### [DIRECTIONS]
1/ Answer these questions using the article on polling about mail-in voting. Mark each answer with its letter.
(a) What share of respondents in the Associated Press-NORC poll supported voting by mail without having to give a reason?
(b) In the NBC News/Wall Street Journal poll, what total do supporters of permanent and temporary changes reach together?
(c) What word did Kevin McCarthy use to describe Democrats advocating for voting by mail during a pandemic?
2/ Translate this sentence from the article on polling about mail-in voting into Spanish: "Evidently, quite a few Americans think they should also be allowed to."
3/ Carry on the article about mail-in voting polls, starting after its final sentence.

### [DOCUMENT SECTION]
The White House and its allies have invested a fair amount of time this month trying to convince the public that postal balloting is a bad idea. The latest Associated Press-NORC Center for Public Affairs Research poll suggests those efforts aren't working.
Americans' support for mail-in voting has jumped amid concerns about the safety of polling places during the coronavirus pandemic, but a wide partisan divide suggests President Donald Trump's public campaign against vote by mail may be resonating with his Republican backers.
The results include quite a bit of data -- and significant partisan differences -- but the number that stood out was the 60% majority who expressed support for "allowing people to vote by mail-in ballot, instead of in-person, without requiring them to give a reason."
This is roughly in line with the results of the latest NBC News/Wall Street Journal poll, which found 58% of American voters expressing support for changing election laws to permanently allow voting by mail. When we add in those who support temporary changes to allow postal balloting during the coronavirus crisis, the total climbs to 67%.
Circling back to our earlier coverage, these are not the kind of results Donald Trump wanted to see. After all, the president recently denounced mail-in balloting as "horrible" and "corrupt," which led a reporter to remind Trump of an inconvenient detail: he voted by mail in the election cycle. Offered a chance to reconcile the contradiction, it didn't go well.
"Sure, I can vote by mail," Trump declared. "Because I'm allowed to."
Evidently, quite a few Americans think they should also be allowed to.
On Capitol Hill, meanwhile, House Minority Leader Kevin McCarthy (R-Calif.) recently said it's "disgusting" to see Democrats advocate in support of voting by mail during a pandemic, though that apparently isn't proving persuasive with the American mainstream, either.

### [AVAILABLE DATA]
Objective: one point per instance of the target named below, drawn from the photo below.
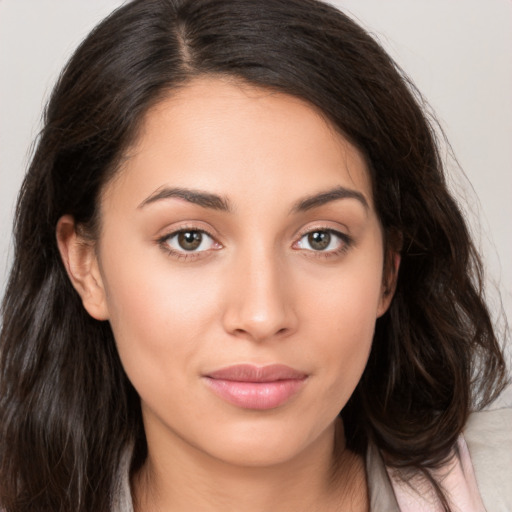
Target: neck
(326, 477)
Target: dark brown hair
(67, 409)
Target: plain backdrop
(457, 53)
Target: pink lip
(253, 387)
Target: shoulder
(488, 435)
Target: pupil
(319, 240)
(190, 240)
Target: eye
(324, 240)
(189, 240)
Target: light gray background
(457, 53)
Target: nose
(259, 304)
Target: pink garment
(457, 479)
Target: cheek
(153, 312)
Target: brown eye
(190, 240)
(319, 240)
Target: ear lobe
(389, 283)
(81, 263)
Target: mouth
(254, 387)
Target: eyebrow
(334, 194)
(204, 199)
(216, 202)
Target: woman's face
(241, 230)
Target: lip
(256, 387)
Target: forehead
(229, 137)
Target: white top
(478, 478)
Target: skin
(257, 291)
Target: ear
(80, 260)
(389, 281)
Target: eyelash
(345, 240)
(163, 242)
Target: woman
(234, 227)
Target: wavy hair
(67, 409)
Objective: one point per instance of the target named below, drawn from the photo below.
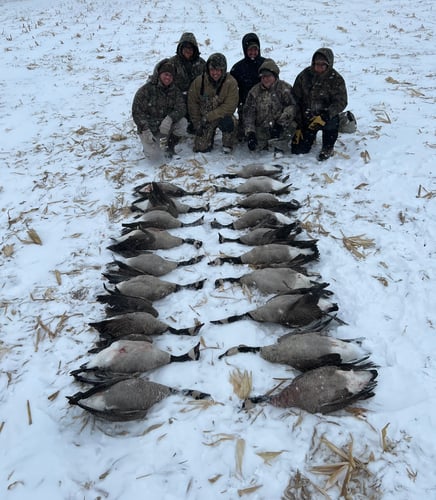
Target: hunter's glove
(316, 123)
(201, 126)
(226, 124)
(251, 141)
(147, 136)
(165, 125)
(275, 131)
(298, 136)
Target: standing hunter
(246, 72)
(187, 65)
(212, 100)
(321, 95)
(159, 111)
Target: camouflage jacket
(153, 101)
(212, 100)
(320, 94)
(266, 107)
(187, 71)
(246, 71)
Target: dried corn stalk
(242, 383)
(352, 243)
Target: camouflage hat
(217, 61)
(166, 67)
(269, 67)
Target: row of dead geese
(335, 372)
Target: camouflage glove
(298, 136)
(275, 131)
(316, 123)
(251, 141)
(202, 125)
(147, 136)
(165, 125)
(226, 124)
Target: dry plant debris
(242, 383)
(349, 474)
(353, 243)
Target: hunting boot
(329, 137)
(172, 141)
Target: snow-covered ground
(70, 159)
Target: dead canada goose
(138, 323)
(134, 241)
(273, 255)
(120, 304)
(149, 287)
(167, 187)
(307, 351)
(128, 357)
(254, 170)
(323, 390)
(256, 217)
(283, 235)
(143, 205)
(263, 200)
(145, 263)
(275, 280)
(293, 310)
(126, 399)
(158, 199)
(160, 219)
(261, 184)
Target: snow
(69, 72)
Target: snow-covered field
(69, 161)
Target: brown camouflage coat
(214, 100)
(153, 101)
(324, 94)
(266, 107)
(187, 70)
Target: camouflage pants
(203, 142)
(152, 145)
(264, 139)
(329, 133)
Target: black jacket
(246, 71)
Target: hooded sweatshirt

### [OUTPUTS FOR THE TASKS]
1/
(a) 60%
(b) 67%
(c) "Disgusting"

2/ Evidentemente, bastantes estadounidenses piensan que a ellos también se les debería permitir.

3/
This isn't just an academic exercise or a fight for bragging rights. Congress is poised to have another fight over an academic aid package, and it's a safe bet that Democratic leaders are going to push quite aggressively for provisions on holding safe and fair elections. The CDC has touted the benefits of voting by mail during a public-health crisis.
The fact that the public supports postal balloting is likely to increase the pressure for possible action.
Postscript: Asked for evidence to substantiate his claims that mail-in voting increases instances of "fraud", Trump recently told reporters, "I think there's a lot of evidence, but we'll provide you with some, okay?"
That was nearly three weeks ago. So far, neither the president nor anyone on his team have substantiated the claims.
Second postscript: House Speaker Nancy Pelosi (D-Calif.) appeared on MSNBC this morning and said, in reference to the next economic aid package, “In this next bill, we will be supporting vote by mail in a very important way -- we think it’s a health issue at this point."